#### УСЛОВИЕ ЗАДАНИЯ:
Пожалуйста, перепечатайте без изменений часть текста о советском кино, начиная со слов «В иконологии советского» и заканчивая словами «странах – ещё меньше.».

#### ТЕКСТОВЫЙ ФРАГМЕНТ:
§

Ещё одна показательная иллюстрация мобилизации происходит в снятых на Киевской киностудии соцреалистических сказках Ивана Пырьева. Если «Богатая невеста» (1937) полностью сосредоточена на трудовых состязаниях на селе, то в «Трактористах» (1939) на тракторы садятся вчерашние танкисты – но это уже не демобилизационный мотив, а скорее напоминание о том, что каждый тракторист умеет быть танкистом.

Ещё более красноречиво об ожидании войны говорят картины конца 1930-х «Эскадрилья №5» (Абрам Роом, 1939), «Моряки» (Владимир Браун, 1939), «Истребители» (Эдуард Пенцелин, 1939). В этих фильмах имя врага в войне на экране не всегда четко названо, но всем понятно, кто он.

 

Кадр из фильма Петра Чардынина «Тарас Трясыло»

 

СОВЕТСКИЙ ВОЗДУХ

В иконологии советского кино, кроме героя-красноармейца, важен был образ врага. На протяжении 1920–1930-х далеко не Германия была главным виртуальным внешнеполитическим оппонентом Советского Союза.

Как показал Мирон Черненко, за два междувоенных десятилетия на советских студиях было снято около семи десятков игровых фильмов о Польше. Для сравнения: о Германии в это время было снято лишь 23 картины, об Америке – 19, о других странах – ещё меньше.

§

#### ИСХОДНЫЕ ДАННЫЕ:

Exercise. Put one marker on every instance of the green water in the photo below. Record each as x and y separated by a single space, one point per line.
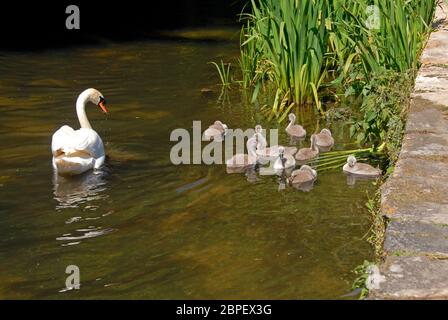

§

#### ОТВЕТ К ЗАДАНИЮ:
В иконологии советского кино, кроме героя-красноармейца, важен был образ врага. На протяжении 1920–1930-х далеко не Германия была главным виртуальным внешнеполитическим оппонентом Советского Союза.

Как показал Мирон Черненко, за два междувоенных десятилетия на советских студиях было снято около семи десятков игровых фильмов о Польше. Для сравнения: о Германии в это время было снято лишь 23 картины, об Америке – 19, о других странах – ещё меньше.